WHAT THE EXERCISE ASKS
Print exactly, and only, the lines running from the line containing "the white sleeve;" through the end of the records below.

- - - - -

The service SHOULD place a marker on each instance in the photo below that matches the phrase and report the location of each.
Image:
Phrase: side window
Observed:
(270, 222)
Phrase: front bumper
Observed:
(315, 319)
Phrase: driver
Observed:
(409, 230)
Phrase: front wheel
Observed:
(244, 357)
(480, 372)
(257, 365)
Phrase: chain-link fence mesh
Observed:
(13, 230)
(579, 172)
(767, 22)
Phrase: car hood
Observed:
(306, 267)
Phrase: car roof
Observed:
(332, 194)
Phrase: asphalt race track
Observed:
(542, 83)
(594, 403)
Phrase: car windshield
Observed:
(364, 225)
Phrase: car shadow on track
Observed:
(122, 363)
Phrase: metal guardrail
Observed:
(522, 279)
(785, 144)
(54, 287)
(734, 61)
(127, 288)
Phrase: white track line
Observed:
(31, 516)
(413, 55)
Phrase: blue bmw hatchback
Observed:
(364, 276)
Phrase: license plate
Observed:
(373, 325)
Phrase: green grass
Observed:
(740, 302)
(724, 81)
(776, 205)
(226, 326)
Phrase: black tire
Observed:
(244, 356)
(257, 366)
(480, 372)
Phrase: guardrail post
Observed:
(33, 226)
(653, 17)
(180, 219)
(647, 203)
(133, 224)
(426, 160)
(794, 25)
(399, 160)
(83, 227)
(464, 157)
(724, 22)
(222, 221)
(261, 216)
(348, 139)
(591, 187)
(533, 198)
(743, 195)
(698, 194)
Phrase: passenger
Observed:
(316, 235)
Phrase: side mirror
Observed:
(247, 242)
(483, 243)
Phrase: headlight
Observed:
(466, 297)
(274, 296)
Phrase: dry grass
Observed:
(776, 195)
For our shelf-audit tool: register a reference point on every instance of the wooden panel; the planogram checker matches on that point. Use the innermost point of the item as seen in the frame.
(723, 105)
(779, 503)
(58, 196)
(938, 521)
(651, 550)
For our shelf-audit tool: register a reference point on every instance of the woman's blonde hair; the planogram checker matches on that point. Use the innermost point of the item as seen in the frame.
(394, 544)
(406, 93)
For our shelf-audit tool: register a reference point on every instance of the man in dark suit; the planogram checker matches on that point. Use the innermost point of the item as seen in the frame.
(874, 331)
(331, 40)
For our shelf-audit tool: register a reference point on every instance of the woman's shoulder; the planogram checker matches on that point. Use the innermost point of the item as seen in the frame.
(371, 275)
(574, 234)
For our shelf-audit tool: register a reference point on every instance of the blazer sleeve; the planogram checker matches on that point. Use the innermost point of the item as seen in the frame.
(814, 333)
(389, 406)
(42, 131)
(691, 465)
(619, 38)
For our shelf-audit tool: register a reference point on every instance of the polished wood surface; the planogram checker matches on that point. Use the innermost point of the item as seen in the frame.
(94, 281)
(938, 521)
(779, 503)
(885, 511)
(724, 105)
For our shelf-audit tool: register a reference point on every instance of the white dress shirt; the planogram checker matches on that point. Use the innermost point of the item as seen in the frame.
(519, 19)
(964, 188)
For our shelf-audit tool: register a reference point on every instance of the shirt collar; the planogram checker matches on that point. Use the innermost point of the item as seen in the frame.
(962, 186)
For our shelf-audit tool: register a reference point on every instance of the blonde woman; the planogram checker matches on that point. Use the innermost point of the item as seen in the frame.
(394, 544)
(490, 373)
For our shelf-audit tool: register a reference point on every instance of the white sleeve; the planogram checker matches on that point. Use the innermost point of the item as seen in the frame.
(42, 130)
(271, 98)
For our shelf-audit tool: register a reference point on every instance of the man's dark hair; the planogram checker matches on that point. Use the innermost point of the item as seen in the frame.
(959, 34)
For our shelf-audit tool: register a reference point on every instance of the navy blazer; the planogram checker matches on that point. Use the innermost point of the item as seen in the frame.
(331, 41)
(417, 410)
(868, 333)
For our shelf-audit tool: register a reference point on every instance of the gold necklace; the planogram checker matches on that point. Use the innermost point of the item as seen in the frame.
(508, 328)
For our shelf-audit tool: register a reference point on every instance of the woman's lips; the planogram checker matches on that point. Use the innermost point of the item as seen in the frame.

- - - - -

EXERCISE SOLUTION
For our shelf-audit tool: register a reference point on every instance of the white sleeve; the planogram checker matches on that point. Use the innermost point of the item as seen in the frame.
(42, 130)
(271, 98)
For our shelf-audit tool: register a reference point on every instance of the man's dark hair; the planogram checker matches on that point. Use the innermost point of the item as seen in the frame.
(959, 34)
For our shelf-audit tool: register a reference point on every instance of the navy blazer; the planogram checker matches on that point. Use the innermost point of the item as seen in the frame.
(331, 41)
(417, 410)
(868, 333)
For our shelf-audit tool: register a reference point on every instance of the gold necklace; the planogram checker matches on that point. Use the innermost point of the item as seen in the frame.
(508, 328)
For our shelf-audit tool: register a reference point on every instance of the woman's lips; the planogram checker matches on that point. Use the innermost point of the item as seen in the frame.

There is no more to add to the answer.